▸ What you have to do
Give all of the records again. Match them exactly.

Dataset excerpts
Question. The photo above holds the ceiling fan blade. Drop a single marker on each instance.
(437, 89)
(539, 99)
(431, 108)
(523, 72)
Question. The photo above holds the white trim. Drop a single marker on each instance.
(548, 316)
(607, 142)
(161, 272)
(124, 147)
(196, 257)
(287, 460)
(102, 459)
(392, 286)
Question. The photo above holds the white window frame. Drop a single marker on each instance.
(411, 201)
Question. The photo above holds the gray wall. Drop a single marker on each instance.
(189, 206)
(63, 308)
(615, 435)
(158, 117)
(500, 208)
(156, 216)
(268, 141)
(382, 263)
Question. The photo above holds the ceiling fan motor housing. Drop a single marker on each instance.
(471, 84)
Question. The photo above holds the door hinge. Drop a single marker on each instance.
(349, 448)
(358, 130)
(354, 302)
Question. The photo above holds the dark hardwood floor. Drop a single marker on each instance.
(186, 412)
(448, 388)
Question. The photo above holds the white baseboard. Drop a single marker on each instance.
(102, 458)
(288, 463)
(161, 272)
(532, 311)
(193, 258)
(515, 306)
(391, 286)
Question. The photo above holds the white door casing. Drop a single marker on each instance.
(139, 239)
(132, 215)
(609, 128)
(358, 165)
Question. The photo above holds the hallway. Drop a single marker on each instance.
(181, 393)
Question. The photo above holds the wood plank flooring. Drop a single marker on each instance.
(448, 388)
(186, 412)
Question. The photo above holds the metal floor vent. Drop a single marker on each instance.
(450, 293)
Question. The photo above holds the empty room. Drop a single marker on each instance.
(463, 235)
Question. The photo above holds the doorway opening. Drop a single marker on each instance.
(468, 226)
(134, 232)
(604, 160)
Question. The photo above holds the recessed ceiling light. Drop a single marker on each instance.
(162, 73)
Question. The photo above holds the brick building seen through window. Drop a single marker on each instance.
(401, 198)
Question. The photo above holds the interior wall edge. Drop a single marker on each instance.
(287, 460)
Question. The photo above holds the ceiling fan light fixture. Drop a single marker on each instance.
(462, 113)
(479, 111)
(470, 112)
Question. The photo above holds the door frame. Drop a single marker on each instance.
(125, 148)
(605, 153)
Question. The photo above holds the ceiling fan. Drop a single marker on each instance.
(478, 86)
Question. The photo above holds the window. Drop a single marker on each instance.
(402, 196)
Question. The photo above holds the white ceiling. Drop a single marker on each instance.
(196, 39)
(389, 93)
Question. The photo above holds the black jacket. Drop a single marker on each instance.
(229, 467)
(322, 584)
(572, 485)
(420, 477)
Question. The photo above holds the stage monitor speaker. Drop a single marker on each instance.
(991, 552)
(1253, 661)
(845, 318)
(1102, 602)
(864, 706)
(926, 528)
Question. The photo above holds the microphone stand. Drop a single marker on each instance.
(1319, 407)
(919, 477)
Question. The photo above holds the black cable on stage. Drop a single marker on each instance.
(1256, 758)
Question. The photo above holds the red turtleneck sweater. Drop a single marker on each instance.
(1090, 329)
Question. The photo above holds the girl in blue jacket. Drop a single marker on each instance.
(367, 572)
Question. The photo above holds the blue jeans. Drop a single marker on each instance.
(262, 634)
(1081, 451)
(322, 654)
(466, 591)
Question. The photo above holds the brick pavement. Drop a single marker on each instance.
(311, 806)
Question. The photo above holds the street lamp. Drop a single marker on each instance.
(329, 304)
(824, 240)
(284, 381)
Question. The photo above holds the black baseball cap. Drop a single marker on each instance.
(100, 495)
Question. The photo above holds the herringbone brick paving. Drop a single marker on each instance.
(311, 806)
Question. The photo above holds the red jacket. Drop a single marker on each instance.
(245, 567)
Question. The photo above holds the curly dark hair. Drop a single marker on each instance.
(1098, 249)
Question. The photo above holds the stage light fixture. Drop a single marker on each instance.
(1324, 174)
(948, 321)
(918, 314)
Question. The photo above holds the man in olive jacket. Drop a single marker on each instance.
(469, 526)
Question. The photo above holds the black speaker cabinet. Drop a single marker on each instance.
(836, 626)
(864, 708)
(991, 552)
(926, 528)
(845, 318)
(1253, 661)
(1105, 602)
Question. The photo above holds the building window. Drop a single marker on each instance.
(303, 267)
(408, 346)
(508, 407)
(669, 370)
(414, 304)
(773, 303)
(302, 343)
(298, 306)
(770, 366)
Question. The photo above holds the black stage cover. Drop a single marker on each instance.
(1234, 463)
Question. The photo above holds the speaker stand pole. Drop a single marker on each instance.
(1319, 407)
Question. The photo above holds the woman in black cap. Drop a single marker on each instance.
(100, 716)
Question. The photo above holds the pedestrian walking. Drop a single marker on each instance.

▸ Task result
Question. The photo above holds the ceiling fan blade. Drop a single marker on each instance.
(437, 89)
(539, 99)
(431, 108)
(523, 72)
Question. The photo above holds the white trim. Drop a single marker on each instance.
(548, 316)
(607, 142)
(161, 272)
(124, 147)
(196, 257)
(287, 460)
(102, 459)
(392, 286)
Question. The photo above holds the white window frame. Drop a single marker on each instance.
(411, 201)
Question. The photo above holds the gray wall. Drop a single marker on each instance.
(189, 206)
(63, 308)
(615, 435)
(158, 117)
(500, 208)
(156, 216)
(268, 141)
(382, 263)
Question. The photo above holds the ceiling fan motor housing. Drop a single marker on each instance.
(471, 84)
Question. The photo above holds the door hinge. Drop a single marker on each instance.
(349, 448)
(358, 130)
(354, 302)
Question. The photo above holds the dark hardwood floor. Drop a single marker on each instance.
(186, 412)
(448, 388)
Question. The photo above holds the white baseboard. Drop a single marker on each instance.
(102, 458)
(288, 463)
(161, 272)
(532, 311)
(193, 258)
(515, 306)
(391, 286)
Question. The photo above holds the white door casing. Drop a single marker on each instance.
(139, 239)
(132, 215)
(609, 128)
(358, 165)
Question. The photo above holds the hallway. Drop a single marker on each instance.
(181, 393)
Question. The photo above holds the wood plank flooring. Drop a single marker on each instance.
(448, 388)
(186, 412)
Question. The photo above holds the metal floor vent. Drop a single marker on each instance.
(450, 293)
Question. The photo above holds the empty room. Drop a single marker on each instance.
(463, 235)
Question. The photo above holds the doorway opening. Drop a single marker on each instance.
(468, 226)
(134, 232)
(604, 160)
Question. The photo above holds the recessed ceiling light. Drop a single marker on each instance.
(162, 73)
Question. The photo above holds the brick building seen through window. Drop a single marker on each instance.
(401, 198)
Question. The photo above holds the interior wall edge. Drop a single marker on each instance.
(287, 460)
Question. The photo above holds the ceiling fan light fixture. Drop a single marker on each instance.
(462, 113)
(479, 111)
(470, 112)
Question. The photo above holds the door frame. Drop a single marker on each instance.
(125, 148)
(605, 153)
Question. The photo above holds the ceiling fan. Drop a single marker on each instance.
(478, 86)
Question. The photo above holds the window. Drop a single marker on each instance.
(402, 196)
Question. The photo above holds the white ceiling. Drop a single marker on each instance.
(196, 39)
(389, 93)
Question. The photo above holds the black jacket. Drop a single marker on each instance.
(229, 467)
(322, 584)
(572, 485)
(420, 477)
Question. The photo above holds the stage monitor speaker. Drop a single marker on each instance.
(991, 552)
(1253, 661)
(845, 318)
(1102, 602)
(864, 706)
(926, 528)
Question. The photo above holds the microphone stand. Drop a single marker on each instance.
(1319, 407)
(919, 477)
Question. The photo above holds the black cable on stage. Drop a single marker on each instance.
(1256, 758)
Question. The photo above holds the red turtleneck sweater. Drop a single marker on each instance.
(1090, 329)
Question. The photo above holds the girl in blue jacket. Drop a single marker on each instance.
(367, 572)
Question. The photo above holds the blue jeans. Drop a single marker on each instance.
(262, 634)
(1081, 451)
(322, 654)
(466, 591)
Question. The photo above holds the brick pavement. Drop a single marker on each instance.
(311, 806)
Question. The photo above holds the street lamp. Drop a single marker on each instance.
(329, 304)
(824, 240)
(284, 381)
Question. The photo above holds the black baseball cap. Drop a single marker on each instance.
(100, 495)
Question. The photo above holds the herringbone brick paving. Drop a single marker on each instance.
(311, 806)
Question. The photo above holds the red jacket. Drop a single marker on each instance.
(245, 567)
Question. The photo above holds the curly dark hair. Drop a single marker on each instance.
(1098, 249)
Question. The photo above holds the stage light fixture. Drop a single marker on each instance.
(1324, 174)
(948, 321)
(918, 314)
Question. The photo above holds the man in olive jacket. Drop a single marker on each instance.
(469, 526)
Question. The photo above holds the black speaker cabinet. Drop a single marker on each instance.
(836, 626)
(864, 708)
(991, 552)
(926, 528)
(845, 318)
(1253, 661)
(1105, 602)
Question. The photo above holds the building window. Drop a single marker on each instance.
(303, 267)
(408, 346)
(508, 407)
(669, 370)
(414, 304)
(773, 303)
(302, 343)
(298, 306)
(770, 366)
Question. The photo above holds the black stage cover. Drop a single marker on each instance.
(1234, 463)
Question. The photo above holds the speaker stand pole. Drop a single marker on each instance.
(1319, 407)
Question. The photo above holds the woman in black cap. Drop a single marker on each instance.
(100, 716)
Question. The photo above holds the pedestrian walking. Drop a single marker on each instance.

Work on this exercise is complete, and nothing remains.